AIM OF THE TASK =
List every line of the data below that contains the word "positive", copying each of those lines in full.

MATERIAL FOR THIS EXERCISE =
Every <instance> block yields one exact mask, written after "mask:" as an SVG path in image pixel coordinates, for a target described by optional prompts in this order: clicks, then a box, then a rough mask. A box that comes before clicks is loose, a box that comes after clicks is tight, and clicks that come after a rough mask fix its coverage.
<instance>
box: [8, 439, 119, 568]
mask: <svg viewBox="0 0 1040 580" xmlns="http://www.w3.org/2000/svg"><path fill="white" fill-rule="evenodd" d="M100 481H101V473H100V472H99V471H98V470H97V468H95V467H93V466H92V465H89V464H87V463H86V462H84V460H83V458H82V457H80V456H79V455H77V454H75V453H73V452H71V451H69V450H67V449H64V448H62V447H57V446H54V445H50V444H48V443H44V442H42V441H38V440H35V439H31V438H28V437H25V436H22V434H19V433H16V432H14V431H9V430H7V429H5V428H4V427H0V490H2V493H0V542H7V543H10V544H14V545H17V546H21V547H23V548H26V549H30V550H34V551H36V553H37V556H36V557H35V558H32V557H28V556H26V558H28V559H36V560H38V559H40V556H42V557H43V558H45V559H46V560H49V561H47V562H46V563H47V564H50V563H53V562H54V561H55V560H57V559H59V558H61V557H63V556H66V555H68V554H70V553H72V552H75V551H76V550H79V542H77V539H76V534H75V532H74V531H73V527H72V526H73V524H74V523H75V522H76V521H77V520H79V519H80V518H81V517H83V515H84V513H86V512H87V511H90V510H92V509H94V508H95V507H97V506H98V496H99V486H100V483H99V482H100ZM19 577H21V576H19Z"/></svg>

---

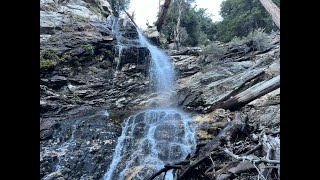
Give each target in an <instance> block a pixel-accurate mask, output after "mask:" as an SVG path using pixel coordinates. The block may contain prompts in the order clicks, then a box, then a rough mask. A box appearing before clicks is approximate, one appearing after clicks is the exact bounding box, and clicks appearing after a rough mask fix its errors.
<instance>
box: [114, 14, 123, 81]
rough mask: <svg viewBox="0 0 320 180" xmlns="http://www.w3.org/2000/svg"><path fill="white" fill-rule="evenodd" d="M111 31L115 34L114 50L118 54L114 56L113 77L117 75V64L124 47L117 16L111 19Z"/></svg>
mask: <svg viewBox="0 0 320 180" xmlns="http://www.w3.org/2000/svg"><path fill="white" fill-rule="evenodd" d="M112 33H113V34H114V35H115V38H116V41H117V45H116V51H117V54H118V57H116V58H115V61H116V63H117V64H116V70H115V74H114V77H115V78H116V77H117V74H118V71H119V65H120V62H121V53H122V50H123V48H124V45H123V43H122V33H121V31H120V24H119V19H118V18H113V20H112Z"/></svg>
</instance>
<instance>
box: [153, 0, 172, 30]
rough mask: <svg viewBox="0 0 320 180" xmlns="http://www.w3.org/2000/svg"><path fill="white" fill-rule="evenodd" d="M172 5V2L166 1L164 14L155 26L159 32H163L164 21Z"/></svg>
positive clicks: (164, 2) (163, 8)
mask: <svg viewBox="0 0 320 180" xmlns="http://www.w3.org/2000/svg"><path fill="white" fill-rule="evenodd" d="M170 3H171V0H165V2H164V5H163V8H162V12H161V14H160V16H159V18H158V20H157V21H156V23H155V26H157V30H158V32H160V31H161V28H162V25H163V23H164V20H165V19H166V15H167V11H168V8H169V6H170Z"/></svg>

--

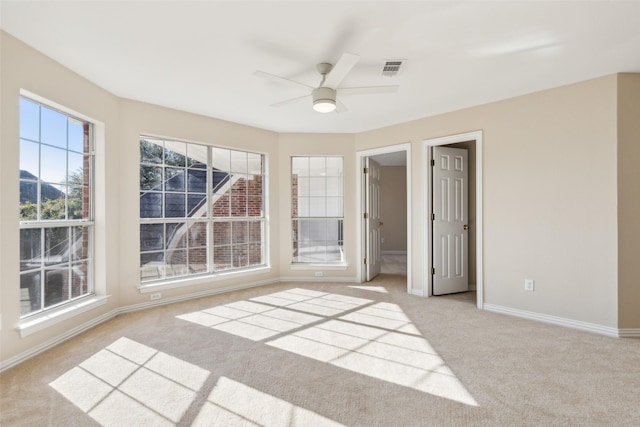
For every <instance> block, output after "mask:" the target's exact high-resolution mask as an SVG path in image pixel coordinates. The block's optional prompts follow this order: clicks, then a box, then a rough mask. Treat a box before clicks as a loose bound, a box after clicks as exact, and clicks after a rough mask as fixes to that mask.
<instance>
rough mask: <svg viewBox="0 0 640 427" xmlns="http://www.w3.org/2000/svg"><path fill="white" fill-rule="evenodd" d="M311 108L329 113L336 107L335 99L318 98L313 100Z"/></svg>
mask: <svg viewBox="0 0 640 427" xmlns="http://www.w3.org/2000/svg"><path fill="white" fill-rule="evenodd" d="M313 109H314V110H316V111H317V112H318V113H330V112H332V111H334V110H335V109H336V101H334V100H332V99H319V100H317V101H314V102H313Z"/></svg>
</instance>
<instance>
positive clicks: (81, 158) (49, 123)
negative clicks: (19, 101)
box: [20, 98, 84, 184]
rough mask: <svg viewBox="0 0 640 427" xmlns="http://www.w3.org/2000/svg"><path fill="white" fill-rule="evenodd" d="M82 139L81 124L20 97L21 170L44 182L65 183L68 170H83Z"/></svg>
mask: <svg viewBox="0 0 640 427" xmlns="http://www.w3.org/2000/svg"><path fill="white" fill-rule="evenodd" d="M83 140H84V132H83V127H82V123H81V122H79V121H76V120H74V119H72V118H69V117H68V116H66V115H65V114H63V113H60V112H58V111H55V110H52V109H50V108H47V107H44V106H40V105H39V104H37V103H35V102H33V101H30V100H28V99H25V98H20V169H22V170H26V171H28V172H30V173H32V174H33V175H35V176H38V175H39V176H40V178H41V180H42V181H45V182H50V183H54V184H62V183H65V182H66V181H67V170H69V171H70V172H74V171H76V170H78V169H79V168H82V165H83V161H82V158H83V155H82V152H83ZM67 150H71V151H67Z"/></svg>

RESULT =
positive clicks: (164, 2) (163, 8)
positive clicks: (81, 158) (49, 123)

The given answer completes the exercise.